Page text:
==*==
3-I presume you are using a bronze Grundfos pump?

4-Where did you set your electric coil stat with respect to the pump control stat? Do the electric coils kick in often to compensate for a high demand?


I plan on using a similar aquastat setup with an open on rise scheme to activate a zone valve. That will start the primary circ pump on my manifold to send hot water to the side arm. I intended to use thermo-syphoning to transfer heat to the tank, but now am wondering if I will need to boost that with a small pump. How big is your tank? Looks like an 80 (mine is a 50). I do not have the water hardness issues you do, and will be incorporating a mixing valve for the DHW demand side.

I have another port on the top of my tank to either return the hot water to or transfer the PRV to, so I wont have the access issue you had.

My forward-planning includes a flat plate solar panel for summer DHW heating, but I have to figure out how to incorporate that with one side arm if I can. I want to be able to just throw couple pairs of valves to convert from wood heated water to solar heated water. Wish me luck!
 
Jim K in PA said:
Piker - I have been researching before I build and incorporate my DHW side arm into my revamped distribution system and re-visited your post. I have a couple of questions (If you are amenable to answering them):

1-has this setup been working well for you all summer?
Yes, it seems to work well for a family of 4... but circulating the domestic water really screws up stratification in the DHW tank. I may move the ranco controller's thermocouple that's in the tank closer to the bottom so that it's more sensitive to temperature change. As it works now, by the time the ranco controller detects a drop in temperature, there might be 15 gallons of cold water in the bottom of the tank... this causes a rapid temperature drop as soon as the domestic hot water circ turns on. It would be better to be closer to the bottom of the tank with the thermocouple so that as soon as cold water enters the tank the dhw circ turns on, thereby slowing down the rate of temperature drop... right now, part way through a shower you have to bump the hot water up on the faucet just a hair to maintain a good hot shower... but it's a small price to pay for nearly free domestic hot water yes?

2-I see your hot-out (demand) line from the tank Tees, and the pump draws off one side of this Tee to circulate drinking water through the side arm. Do you have any supply issues when there is hot water demand (shower) while the pump is running? As stated above, the temperature of the supply water to the faucets will drop a bit when you remove the thermocline between new water entering the tank from the well. Aside from that, there are zero issues. I purposefullly drew water from the hot side of the dhw tank. If I had circulated the other direction, you would have to about excessively hot water coming directly from the heat exchanger going to the faucets.
==*==
Provided data:
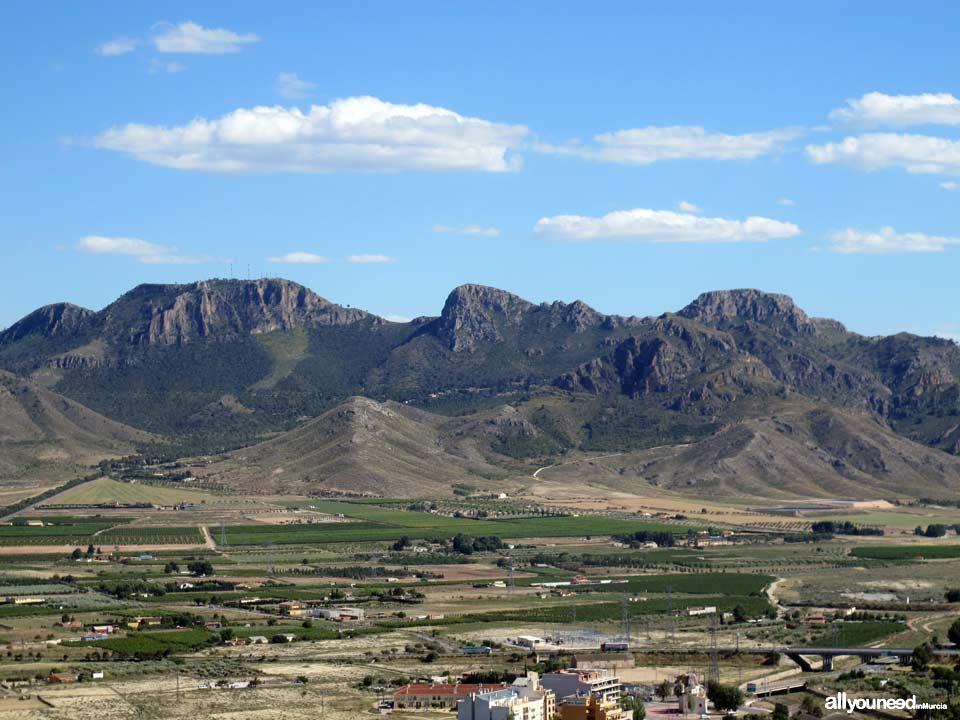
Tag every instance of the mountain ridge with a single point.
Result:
(222, 363)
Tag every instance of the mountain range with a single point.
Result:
(320, 395)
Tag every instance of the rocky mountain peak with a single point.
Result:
(48, 321)
(174, 314)
(477, 313)
(720, 307)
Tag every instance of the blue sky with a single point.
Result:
==*==
Given task A: In the records, copy out everything from the line containing "Tag every instance of the rocky" down to the end of the records, reproducing each line precisely.
Given task B: Continue the forum discussion about heating domestic hot water with a side arm from the point where it stops.

Reply A:
Tag every instance of the rocky mountain peak with a single point.
Result:
(48, 321)
(174, 314)
(477, 313)
(720, 307)
Tag every instance of the blue sky with a single point.
Result:

Reply B:
3-I presume you are using a bronze Grundfos pump? Stainless.

4-Where did you set your electric coil stat with respect to the pump control stat? Do the electric coils kick in often to compensate for a high demand? Most of the time the tank is shut completely off. Until I move the thermocouple closer to the bottom of the tank, the lower element will kick on an awful lot otherwise. ONce I make this change, I will run the pump control at 130 or so, and the electric coils fairly low... say around 105. This should keep the electric coils from coming on most of the time.


I plan on using a similar aquastat setup with an open on rise scheme to activate a zone valve. That will start the primary circ pump on my manifold to send hot water to the side arm. I intended to use thermo-syphoning to transfer heat to the tank, but now am wondering if I will need to boost that with a small pump. How big is your tank? Looks like an 80 (mine is a 50). I do not have the water hardness issues you do, and will be incorporating a mixing valve for the DHW demand side.
The tank is 50 gallons. I am actually suprised how many Btu's we go through here just for DHW... it's alot more than the 60k per day that I thought... more like 120k. Our electric bills have been cut by about half.

I have another port on the top of my tank to either return the hot water to or transfer the PRV to, so I wont have the access issue you had.

My forward-planning includes a flat plate solar panel for summer DHW heating, but I have to figure out how to incorporate that with one side arm if I can. I want to be able to just throw couple pairs of valves to convert from wood heated water to solar heated water. Wish me luck!

GOOD LUCK!!


cheers
 
Piker,
I use a tempering valve on my dhw out to prevent scalding water from going to the faucets. It's adjustable so you can tweak to your desired thermal inclinations. I heard of a product called Easy Water (easywater.com) that might help with the hard water problem. Never used it but am looking into it to eliminate our salt usage. It's not good for iron but will work with an existing iron filter.
 
If I understand your approach correctly, adding a tempering valve on the DHW outlet would allow you to reverse the flow direction and regain your stratification. I would certainly go that way. The Honeywell AM101 valves seem to be able to give you the lowest difference between the hot in and the mix out. This is a good thing - trust me.
 
Piker said:
By the way... the current electric heater is about 9600 watts with both elements running... or just shy of 33,000 Btu's.

nifty.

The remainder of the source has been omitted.